(Data listing)
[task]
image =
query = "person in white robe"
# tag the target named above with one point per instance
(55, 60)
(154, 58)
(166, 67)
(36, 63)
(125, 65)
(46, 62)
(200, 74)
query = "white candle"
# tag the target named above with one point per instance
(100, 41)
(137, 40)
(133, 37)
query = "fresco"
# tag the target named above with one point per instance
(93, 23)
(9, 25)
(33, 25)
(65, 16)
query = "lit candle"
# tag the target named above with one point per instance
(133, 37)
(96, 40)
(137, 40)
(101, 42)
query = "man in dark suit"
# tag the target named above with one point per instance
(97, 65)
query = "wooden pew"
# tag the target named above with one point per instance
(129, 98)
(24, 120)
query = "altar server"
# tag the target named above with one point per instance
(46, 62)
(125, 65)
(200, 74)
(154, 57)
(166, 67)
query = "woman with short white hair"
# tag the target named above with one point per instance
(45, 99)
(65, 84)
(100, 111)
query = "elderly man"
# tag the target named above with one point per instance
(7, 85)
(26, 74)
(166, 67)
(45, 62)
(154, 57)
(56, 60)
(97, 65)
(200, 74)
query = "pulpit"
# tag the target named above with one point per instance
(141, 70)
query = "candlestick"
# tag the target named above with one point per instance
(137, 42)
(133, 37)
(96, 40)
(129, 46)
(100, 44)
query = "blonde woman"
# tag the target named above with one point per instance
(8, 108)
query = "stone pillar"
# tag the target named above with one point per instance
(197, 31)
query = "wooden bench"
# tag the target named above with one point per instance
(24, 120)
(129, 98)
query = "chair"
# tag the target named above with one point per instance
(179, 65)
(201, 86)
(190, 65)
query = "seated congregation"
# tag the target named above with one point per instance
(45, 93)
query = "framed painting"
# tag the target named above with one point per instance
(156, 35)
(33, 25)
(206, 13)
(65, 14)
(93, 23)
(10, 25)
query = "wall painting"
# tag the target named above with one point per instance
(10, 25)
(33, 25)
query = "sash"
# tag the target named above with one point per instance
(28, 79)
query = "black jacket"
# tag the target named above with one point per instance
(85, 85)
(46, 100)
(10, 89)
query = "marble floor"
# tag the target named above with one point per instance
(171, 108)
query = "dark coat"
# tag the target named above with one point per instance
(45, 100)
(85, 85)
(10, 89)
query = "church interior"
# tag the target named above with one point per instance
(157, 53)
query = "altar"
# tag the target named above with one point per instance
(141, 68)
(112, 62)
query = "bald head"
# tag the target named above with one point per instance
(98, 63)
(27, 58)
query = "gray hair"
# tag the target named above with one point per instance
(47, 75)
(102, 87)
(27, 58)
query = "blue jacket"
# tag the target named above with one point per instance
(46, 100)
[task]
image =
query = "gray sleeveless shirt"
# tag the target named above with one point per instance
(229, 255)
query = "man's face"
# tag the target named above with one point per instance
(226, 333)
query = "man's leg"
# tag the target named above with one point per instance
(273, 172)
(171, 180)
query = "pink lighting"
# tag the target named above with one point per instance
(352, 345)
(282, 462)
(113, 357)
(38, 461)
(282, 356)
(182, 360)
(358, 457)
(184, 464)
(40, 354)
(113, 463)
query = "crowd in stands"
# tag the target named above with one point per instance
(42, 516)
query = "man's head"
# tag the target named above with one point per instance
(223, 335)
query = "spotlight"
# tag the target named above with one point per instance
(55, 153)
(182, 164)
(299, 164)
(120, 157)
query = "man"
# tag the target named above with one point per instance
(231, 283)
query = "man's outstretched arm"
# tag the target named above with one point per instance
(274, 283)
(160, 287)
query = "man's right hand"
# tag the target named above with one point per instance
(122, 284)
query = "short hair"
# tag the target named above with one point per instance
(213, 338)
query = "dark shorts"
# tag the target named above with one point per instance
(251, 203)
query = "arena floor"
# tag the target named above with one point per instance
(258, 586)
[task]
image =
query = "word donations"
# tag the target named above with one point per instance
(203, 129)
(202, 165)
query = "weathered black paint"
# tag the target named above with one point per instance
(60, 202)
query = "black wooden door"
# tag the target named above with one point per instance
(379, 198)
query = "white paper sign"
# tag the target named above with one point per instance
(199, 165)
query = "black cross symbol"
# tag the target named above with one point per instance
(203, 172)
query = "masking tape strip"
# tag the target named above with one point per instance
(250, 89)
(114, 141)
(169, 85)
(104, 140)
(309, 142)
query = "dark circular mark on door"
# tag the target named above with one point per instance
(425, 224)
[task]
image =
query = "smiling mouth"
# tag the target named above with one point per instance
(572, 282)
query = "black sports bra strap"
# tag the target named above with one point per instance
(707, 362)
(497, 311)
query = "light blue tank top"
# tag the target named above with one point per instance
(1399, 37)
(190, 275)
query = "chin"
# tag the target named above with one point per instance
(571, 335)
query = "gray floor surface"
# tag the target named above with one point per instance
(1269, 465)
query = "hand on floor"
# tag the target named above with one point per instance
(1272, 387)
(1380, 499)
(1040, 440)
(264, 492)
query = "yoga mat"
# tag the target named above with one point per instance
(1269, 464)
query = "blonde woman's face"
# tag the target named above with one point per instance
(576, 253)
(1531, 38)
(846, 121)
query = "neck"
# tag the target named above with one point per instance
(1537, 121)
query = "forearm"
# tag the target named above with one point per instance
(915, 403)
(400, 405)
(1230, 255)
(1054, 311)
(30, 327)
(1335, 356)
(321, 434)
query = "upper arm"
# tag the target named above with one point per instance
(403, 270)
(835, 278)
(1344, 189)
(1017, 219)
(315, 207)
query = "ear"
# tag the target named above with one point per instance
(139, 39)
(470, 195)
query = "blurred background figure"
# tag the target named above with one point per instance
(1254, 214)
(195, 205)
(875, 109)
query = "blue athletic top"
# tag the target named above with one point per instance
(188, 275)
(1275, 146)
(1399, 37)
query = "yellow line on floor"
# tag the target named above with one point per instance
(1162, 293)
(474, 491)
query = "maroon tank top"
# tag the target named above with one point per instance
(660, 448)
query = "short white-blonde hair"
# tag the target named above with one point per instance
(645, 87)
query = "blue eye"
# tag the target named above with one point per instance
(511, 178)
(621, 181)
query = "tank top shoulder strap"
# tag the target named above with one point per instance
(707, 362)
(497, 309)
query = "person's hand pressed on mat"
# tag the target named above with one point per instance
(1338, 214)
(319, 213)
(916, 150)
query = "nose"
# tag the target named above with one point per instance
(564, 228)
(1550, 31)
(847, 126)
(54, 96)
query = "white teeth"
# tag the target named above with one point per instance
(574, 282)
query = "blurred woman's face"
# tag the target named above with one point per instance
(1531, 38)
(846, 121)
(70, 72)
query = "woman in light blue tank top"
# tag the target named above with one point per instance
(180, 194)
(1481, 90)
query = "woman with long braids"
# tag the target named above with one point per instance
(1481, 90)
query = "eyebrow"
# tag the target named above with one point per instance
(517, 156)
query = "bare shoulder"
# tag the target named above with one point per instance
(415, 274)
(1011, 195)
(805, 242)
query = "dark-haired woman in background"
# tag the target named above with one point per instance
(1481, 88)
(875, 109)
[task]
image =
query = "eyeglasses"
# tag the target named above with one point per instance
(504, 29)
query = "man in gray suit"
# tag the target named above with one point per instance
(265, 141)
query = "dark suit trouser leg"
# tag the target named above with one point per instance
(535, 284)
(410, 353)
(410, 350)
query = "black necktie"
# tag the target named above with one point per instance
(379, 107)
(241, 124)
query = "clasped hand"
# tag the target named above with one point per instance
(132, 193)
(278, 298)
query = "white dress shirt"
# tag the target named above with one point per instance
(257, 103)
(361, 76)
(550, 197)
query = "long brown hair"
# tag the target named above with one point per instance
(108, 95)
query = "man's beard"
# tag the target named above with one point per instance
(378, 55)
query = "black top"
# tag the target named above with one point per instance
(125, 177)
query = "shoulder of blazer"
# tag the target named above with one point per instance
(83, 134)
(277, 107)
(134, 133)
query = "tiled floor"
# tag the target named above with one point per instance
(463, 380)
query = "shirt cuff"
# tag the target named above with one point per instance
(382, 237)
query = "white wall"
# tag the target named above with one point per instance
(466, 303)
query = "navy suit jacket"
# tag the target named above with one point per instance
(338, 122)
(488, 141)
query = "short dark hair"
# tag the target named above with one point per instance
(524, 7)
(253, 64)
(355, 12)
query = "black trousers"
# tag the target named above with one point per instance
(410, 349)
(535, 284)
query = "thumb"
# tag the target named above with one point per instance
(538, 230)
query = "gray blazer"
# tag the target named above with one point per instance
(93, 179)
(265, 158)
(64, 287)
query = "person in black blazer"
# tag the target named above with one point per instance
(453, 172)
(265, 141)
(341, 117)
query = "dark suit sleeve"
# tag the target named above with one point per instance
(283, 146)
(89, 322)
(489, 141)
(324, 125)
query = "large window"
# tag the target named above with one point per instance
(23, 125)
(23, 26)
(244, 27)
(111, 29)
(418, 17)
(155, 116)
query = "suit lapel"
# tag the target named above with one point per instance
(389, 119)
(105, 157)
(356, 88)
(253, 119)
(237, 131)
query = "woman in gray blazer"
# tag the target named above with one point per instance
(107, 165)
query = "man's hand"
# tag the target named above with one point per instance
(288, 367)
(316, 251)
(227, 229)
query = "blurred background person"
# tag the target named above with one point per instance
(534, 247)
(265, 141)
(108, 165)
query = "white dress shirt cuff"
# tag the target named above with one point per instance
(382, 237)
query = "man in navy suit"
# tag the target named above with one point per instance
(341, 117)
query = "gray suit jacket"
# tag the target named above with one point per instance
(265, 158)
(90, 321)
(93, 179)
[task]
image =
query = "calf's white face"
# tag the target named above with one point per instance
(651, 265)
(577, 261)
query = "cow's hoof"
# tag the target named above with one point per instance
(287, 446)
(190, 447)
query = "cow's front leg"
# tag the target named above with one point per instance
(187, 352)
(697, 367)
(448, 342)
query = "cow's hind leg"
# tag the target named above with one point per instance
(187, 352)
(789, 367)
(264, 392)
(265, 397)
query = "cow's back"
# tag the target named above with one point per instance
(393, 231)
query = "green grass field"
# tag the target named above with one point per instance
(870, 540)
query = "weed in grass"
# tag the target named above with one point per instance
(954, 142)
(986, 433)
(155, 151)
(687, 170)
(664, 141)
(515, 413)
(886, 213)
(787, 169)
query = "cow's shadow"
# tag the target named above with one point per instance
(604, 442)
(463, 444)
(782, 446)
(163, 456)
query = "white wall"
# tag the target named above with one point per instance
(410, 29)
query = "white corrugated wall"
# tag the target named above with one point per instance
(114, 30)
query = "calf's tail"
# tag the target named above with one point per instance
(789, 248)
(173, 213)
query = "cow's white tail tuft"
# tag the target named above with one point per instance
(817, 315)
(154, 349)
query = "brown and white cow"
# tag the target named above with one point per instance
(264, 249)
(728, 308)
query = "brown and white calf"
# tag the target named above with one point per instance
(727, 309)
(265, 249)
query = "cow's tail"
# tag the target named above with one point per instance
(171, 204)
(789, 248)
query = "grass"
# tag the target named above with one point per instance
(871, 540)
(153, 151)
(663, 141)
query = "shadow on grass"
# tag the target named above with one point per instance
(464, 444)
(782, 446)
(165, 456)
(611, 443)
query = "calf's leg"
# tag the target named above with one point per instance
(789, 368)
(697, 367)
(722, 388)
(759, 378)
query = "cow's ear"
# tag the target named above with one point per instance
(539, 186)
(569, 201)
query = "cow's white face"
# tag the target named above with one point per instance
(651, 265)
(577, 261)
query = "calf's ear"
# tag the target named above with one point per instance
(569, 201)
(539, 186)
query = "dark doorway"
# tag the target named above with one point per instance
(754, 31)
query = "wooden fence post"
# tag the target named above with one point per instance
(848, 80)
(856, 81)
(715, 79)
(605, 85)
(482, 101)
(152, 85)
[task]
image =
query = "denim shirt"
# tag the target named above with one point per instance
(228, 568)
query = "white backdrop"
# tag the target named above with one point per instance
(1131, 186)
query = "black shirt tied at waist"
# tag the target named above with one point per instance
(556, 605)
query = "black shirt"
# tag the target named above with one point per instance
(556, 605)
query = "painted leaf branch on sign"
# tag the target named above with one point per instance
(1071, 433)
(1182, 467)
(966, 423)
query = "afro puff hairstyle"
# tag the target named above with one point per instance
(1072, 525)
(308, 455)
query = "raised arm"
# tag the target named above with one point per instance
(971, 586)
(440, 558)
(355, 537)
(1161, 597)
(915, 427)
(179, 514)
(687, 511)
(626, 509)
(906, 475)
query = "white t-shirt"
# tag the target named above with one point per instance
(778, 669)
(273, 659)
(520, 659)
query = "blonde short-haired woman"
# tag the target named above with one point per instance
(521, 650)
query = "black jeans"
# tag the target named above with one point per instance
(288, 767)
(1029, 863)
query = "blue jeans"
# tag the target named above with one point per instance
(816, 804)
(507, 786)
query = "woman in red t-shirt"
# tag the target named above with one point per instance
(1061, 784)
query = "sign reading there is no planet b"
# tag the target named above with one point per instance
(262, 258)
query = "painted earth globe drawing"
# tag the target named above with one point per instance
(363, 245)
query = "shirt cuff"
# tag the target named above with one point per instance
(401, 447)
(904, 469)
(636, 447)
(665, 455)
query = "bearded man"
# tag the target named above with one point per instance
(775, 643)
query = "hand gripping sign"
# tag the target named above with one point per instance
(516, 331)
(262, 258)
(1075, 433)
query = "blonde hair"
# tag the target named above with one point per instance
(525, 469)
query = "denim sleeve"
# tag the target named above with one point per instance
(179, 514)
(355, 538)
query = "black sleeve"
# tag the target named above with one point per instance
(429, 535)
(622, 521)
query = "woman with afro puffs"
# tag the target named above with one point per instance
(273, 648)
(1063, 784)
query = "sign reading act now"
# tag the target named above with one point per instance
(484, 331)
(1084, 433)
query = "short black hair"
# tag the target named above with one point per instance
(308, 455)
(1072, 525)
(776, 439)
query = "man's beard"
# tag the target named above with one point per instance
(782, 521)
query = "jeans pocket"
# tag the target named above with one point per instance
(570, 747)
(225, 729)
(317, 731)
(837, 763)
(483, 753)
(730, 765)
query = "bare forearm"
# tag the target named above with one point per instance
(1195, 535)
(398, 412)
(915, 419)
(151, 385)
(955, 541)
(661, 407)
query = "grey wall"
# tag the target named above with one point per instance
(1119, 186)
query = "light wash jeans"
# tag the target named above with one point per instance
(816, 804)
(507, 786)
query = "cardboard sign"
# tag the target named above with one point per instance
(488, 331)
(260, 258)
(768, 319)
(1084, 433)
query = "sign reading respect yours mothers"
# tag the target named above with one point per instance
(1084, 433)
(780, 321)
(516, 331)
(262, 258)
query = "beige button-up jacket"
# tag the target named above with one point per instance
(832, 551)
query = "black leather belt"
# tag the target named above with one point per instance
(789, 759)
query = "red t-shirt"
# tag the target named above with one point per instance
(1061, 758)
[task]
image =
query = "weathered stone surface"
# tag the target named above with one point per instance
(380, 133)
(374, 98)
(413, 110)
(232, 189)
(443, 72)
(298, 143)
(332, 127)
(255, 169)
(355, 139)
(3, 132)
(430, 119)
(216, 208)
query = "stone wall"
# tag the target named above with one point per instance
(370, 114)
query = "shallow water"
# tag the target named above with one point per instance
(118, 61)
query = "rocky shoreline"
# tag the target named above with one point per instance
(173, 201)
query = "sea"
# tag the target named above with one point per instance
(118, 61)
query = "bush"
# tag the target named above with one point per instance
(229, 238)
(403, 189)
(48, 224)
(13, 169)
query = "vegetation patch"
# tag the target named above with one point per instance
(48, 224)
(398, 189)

(Directions) Give back, exactly as written, the lines from the one with "reading respect yours" to the last line.

(Written reply)
query = "sign reading respect yours mothers"
# tag the target named above with one point per instance
(1084, 433)
(780, 321)
(516, 331)
(262, 258)
query = "beige button-up jacket"
# tag the target named above with one point per instance
(832, 551)
query = "black leather belt"
# tag the target named above with one point per instance
(789, 759)
query = "red t-shirt"
# tag the target named above with one point per instance
(1061, 758)
[task]
image =
query = "weathered stone surface"
# tag the target named above with one point per instance
(380, 133)
(374, 98)
(413, 110)
(232, 189)
(443, 72)
(298, 143)
(332, 127)
(255, 169)
(355, 139)
(3, 132)
(430, 119)
(216, 208)
query = "stone wall"
# tag the target named above with one point per instance
(370, 114)
query = "shallow water"
# tag the target named above with one point per instance
(118, 61)
query = "rocky shoreline"
# tag the target named above with one point per instance
(173, 201)
query = "sea"
# tag the target named above with one point per instance
(118, 61)
query = "bush"
# tag the target named above with one point per instance
(229, 238)
(403, 189)
(48, 224)
(13, 169)
query = "vegetation patch"
# tag the target named above with one point per instance
(48, 224)
(398, 189)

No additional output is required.